> **Task statement**:
Could you retype the whole listing word for word and drop the images?

> **Source material**:
◆ ◆ ◆ ◆ ◆
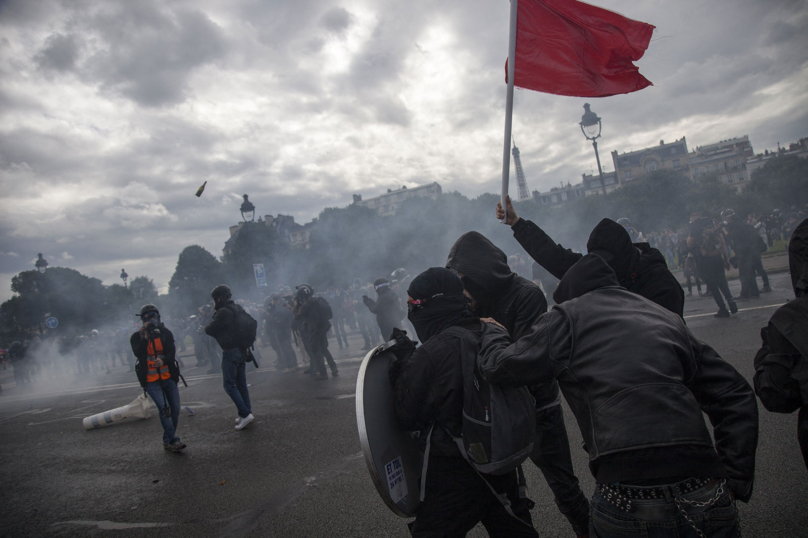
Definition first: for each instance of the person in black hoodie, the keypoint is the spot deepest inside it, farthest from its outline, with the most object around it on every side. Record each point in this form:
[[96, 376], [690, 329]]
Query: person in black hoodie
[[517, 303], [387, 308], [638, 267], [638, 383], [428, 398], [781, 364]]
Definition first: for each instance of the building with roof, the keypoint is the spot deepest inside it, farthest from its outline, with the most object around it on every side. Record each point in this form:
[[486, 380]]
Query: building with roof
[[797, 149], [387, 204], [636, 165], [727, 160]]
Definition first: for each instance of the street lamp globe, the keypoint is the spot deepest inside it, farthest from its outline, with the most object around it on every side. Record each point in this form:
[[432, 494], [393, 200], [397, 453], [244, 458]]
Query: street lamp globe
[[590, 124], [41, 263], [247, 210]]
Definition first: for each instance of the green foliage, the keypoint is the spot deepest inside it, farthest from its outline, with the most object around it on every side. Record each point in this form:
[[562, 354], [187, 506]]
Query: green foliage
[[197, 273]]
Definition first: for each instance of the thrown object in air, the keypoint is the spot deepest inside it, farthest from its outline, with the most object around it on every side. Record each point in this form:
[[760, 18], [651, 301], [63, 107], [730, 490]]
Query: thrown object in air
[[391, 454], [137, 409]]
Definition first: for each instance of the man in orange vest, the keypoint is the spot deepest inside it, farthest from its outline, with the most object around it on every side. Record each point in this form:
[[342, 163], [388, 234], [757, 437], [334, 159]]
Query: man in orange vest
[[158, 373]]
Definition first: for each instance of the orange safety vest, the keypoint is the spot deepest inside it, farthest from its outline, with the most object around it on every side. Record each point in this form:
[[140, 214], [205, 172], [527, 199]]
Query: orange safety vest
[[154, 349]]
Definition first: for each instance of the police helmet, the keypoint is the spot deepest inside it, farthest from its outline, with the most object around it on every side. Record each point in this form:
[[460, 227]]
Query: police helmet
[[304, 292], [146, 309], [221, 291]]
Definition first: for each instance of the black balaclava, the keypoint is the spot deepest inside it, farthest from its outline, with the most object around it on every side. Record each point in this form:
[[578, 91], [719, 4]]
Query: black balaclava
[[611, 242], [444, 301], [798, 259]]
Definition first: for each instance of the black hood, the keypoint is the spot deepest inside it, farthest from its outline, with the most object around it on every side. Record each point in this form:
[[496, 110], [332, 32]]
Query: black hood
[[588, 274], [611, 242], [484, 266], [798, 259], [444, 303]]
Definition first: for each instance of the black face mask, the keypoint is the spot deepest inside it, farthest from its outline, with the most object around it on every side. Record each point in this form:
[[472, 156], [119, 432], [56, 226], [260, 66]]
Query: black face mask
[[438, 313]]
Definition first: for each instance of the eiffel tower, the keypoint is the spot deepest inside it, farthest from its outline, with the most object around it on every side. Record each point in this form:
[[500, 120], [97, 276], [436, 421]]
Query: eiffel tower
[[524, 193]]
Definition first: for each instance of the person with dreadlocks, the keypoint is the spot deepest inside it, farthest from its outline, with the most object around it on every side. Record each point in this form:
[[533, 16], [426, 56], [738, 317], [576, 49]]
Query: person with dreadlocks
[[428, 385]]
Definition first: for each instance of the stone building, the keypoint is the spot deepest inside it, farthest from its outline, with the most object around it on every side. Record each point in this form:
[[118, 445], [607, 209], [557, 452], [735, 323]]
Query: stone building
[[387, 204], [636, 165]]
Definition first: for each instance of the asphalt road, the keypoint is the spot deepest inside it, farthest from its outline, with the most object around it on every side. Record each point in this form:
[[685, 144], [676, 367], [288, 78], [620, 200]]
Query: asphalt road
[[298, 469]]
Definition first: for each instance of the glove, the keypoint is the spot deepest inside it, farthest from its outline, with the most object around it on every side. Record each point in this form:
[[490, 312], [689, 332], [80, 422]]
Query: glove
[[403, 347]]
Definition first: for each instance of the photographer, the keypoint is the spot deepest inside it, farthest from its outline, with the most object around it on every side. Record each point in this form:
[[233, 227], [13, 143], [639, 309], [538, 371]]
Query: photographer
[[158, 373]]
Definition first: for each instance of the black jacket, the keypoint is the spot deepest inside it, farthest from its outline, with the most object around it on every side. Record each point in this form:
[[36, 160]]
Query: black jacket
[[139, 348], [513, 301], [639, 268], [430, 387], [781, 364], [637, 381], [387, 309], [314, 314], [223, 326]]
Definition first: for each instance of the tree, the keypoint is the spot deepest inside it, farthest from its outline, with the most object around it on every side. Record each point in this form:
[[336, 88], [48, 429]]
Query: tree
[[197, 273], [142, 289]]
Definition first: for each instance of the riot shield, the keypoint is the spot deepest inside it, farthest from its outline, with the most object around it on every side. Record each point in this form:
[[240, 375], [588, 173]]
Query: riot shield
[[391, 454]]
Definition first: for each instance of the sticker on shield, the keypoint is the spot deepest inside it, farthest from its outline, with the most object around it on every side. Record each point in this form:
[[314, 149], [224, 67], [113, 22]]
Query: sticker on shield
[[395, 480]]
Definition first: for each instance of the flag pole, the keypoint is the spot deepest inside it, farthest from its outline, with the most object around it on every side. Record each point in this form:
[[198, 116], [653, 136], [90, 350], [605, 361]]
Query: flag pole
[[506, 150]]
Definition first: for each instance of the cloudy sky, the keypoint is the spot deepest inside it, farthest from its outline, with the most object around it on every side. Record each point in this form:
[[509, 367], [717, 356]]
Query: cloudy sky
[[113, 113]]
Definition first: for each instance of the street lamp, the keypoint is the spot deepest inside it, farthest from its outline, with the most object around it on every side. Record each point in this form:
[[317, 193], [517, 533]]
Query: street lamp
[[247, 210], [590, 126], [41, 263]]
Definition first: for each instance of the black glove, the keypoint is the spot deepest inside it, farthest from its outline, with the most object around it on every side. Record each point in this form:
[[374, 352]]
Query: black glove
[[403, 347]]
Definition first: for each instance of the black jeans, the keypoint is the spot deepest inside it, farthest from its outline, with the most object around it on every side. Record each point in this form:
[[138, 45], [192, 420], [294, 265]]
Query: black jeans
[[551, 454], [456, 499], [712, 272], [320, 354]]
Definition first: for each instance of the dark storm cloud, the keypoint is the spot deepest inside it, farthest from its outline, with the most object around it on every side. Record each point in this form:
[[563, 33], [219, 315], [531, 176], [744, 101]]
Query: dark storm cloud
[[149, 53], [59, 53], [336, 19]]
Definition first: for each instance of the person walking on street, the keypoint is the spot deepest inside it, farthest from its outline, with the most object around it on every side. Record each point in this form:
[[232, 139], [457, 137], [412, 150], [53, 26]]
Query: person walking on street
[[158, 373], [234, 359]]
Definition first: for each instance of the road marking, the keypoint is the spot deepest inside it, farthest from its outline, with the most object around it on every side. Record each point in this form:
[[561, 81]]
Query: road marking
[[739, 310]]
◆ ◆ ◆ ◆ ◆
> **Answer to this problem**:
Definition first: for each instance of the person in black hoodie, the keypoint is the spot deepest inside it, farthest from its outline, with the most object around it on every side. Record each point in this form:
[[96, 376], [690, 329]]
Query: person in black hoodie
[[517, 303], [387, 308], [638, 267], [638, 383], [428, 398], [781, 364]]
Definition first: for each instance of the building with roof, the keypoint is the spot deepest inside it, farthest from its outline, with the most object around it on every side. Record each point in this form:
[[486, 380]]
Query: building with roof
[[797, 149], [387, 204], [636, 165], [727, 160]]
Definition first: for each instance of the street lamp globe, the keypoint is the spot deepest inside it, farthest from its outline, with the most object around it on every side. Record each point in this form:
[[432, 494], [393, 200], [397, 453], [244, 458]]
Query: street lamp globe
[[590, 124], [41, 263], [247, 210]]
Definition first: for each instance of the green foliage, the keypoint is the spot deepest inside it, farthest from its outline, with the most object around it on every side. Record each point in this form:
[[562, 354], [187, 506]]
Query: green foliage
[[197, 273]]
Definition first: for each instance of the thrown object in air, the keypoint is the spot deepest inside it, farthest from its outline, with the most object around it on every side. Record each point in this form:
[[760, 18], [651, 301], [63, 107], [730, 490]]
Query: thrown object in air
[[391, 454], [137, 409]]
Definition first: for each instance of the man in orange vest, the keypoint is the spot deepest inside it, farthest from its outline, with the most object around it on every side. Record each point in this form:
[[342, 163], [388, 234], [757, 437], [334, 159]]
Query: man in orange vest
[[158, 373]]
Definition first: for each instance of the orange safety vest, the keypoint is the spot deepest inside it, farthest from its outline, with the most object around it on every side. Record each point in this form:
[[140, 214], [205, 172], [527, 199]]
Query: orange safety vest
[[154, 349]]
Definition first: for each instance of the police helmet, the keypoint is the spot deepest inside it, farthest from its outline, with the most object around it on every side. Record each point in this form:
[[460, 227]]
Query: police helmet
[[304, 292], [146, 309], [221, 291]]
Definition first: for each instance of the black balaclava, the keypoint is the spot deepest inside it, farthest from its outline, with the most object around it on every side. Record each point in this form:
[[578, 91], [719, 4]]
Query: black balaclava
[[611, 242], [444, 301], [798, 259]]
Definition first: for each instance of the black hood, the keypoint is the spot deepest inside it, farthest from its outline, with the most object around it on every side. Record each point in this form:
[[496, 110], [332, 32]]
Query: black hood
[[588, 274], [611, 242], [484, 266], [798, 259], [444, 303]]
Definition first: for each instance of the black face mask, the keypoint is the spot deepest inside it, farthest from its outline, with the most object around it on every side. Record each point in this form:
[[472, 156], [119, 432], [56, 226], [260, 66]]
Query: black face mask
[[438, 313]]
Definition first: for each instance of the eiffel tower, the keypoint is the spot deepest inside it, farthest from its outline, with the most object around it on every side. Record each point in this form:
[[500, 120], [97, 276], [436, 421]]
Query: eiffel tower
[[524, 193]]
Definition first: for each instance of the person with dreadlocks, the keypoint is the spot deepest inside it, farthest from its outline, with the most object around it on every side. Record each point in this form:
[[533, 16], [426, 56], [738, 317], [576, 49]]
Query: person with dreadlocks
[[428, 385]]
Definition first: for each instance of the stone building, the keypoint is the spot deepest inside it, farthest from its outline, with the most object around it on every side. Record each point in this form:
[[118, 445], [607, 209], [557, 452], [735, 323]]
Query: stone building
[[387, 204], [636, 165]]
Definition first: for each instance of the asphalt road, the keypoint is the spot deepest inside it, farthest from its outline, with the most object around it on every side. Record each point in this form:
[[685, 144], [676, 367], [288, 78], [620, 200]]
Query: asphalt road
[[298, 469]]
Definition first: for each instance of the glove, the keypoint is the spot deepest inside it, farthest from its outline, with the most object around it on every side. Record each point in this form:
[[490, 312], [689, 332], [80, 422]]
Query: glove
[[403, 347]]
Definition first: for each instance of the photographer, the keypoint is the spot deepest inside it, farthest from its outline, with the most object around it on every side. Record each point in this form:
[[233, 227], [13, 143], [639, 309], [538, 371]]
Query: photographer
[[158, 373]]
Definition first: for each instance of the black jacket, the keypoint is the spot deepest inside it, farthest from its outline, with the most object around it on every side. Record each point in this form:
[[36, 160]]
Query: black jacket
[[139, 348], [513, 301], [639, 268], [430, 387], [781, 364], [637, 381], [387, 309], [314, 314], [223, 326]]
Definition first: for each instance of the tree, the keypoint is the spot deepest inside it, farthest from its outline, with the most object around it on every side. Record each point in this form:
[[336, 88], [48, 429]]
Query: tree
[[197, 273], [142, 289]]
Definition first: for each instance of the riot shield, the keypoint is the spot deepest inside it, farthest from its outline, with the most object around it on every side. Record each point in this form:
[[240, 375], [588, 173]]
Query: riot shield
[[391, 454]]
Definition first: for each instance of the sticker on shield, the keypoint is the spot deepest inside it, farthest from its outline, with the most object around it on every side. Record each point in this form:
[[314, 149], [224, 67], [113, 22]]
Query: sticker on shield
[[395, 480]]
Definition first: for each instance of the flag pole, the keypoint is the spot deepest inside it, farthest from its outline, with the most object around it on every side. Record each point in this form:
[[198, 116], [653, 136], [90, 350], [605, 361]]
Query: flag pole
[[506, 150]]
Definition first: for each instance of the cloudy sky, the keypoint is the spot deepest inside it, farthest from its outline, with the most object around it on every side. Record each point in this form:
[[509, 367], [717, 356]]
Query: cloudy sky
[[113, 113]]
Definition first: for each instance of the street lamp, the keypoint is the spot deepest inside it, farthest from its outline, with the most object around it on every side. Record each point in this form:
[[317, 193], [517, 533]]
Query: street lamp
[[247, 210], [590, 126], [41, 263]]
Definition first: for each instance of the black glove, the keypoint is the spot deepest inside it, farthest from its outline, with the most object around it on every side. Record each point in this form:
[[374, 352]]
Query: black glove
[[403, 347]]
Definition first: for each instance of the black jeans, the keypoint is the spot deepest inside it, farthest from its outline, with the most object around it on every side. Record each point in this form:
[[138, 45], [192, 420], [294, 265]]
Query: black jeans
[[551, 454], [456, 499], [712, 272], [320, 354]]
Definition first: for each instance of the dark storm cloud, the keypoint is the spot deepest inside it, farthest from its outline, with the most object around it on every side. Record each point in this form:
[[563, 33], [219, 315], [531, 176], [744, 101]]
Query: dark storm cloud
[[149, 53], [59, 53], [336, 19]]
Definition first: for each instance of the person walking on street, the keypoint is the spot deepest inside it, farthest from its outline, with the most object around it on every side. Record each point in this form:
[[232, 139], [457, 137], [412, 150], [53, 26]]
Query: person walking on street
[[158, 373], [234, 359]]
Definition first: for each instance of the road marking, the keypoint is the spot deepest inside it, farthest from its outline, with the most object around it on every side. Record each point in this form:
[[561, 81]]
Query: road marking
[[739, 310]]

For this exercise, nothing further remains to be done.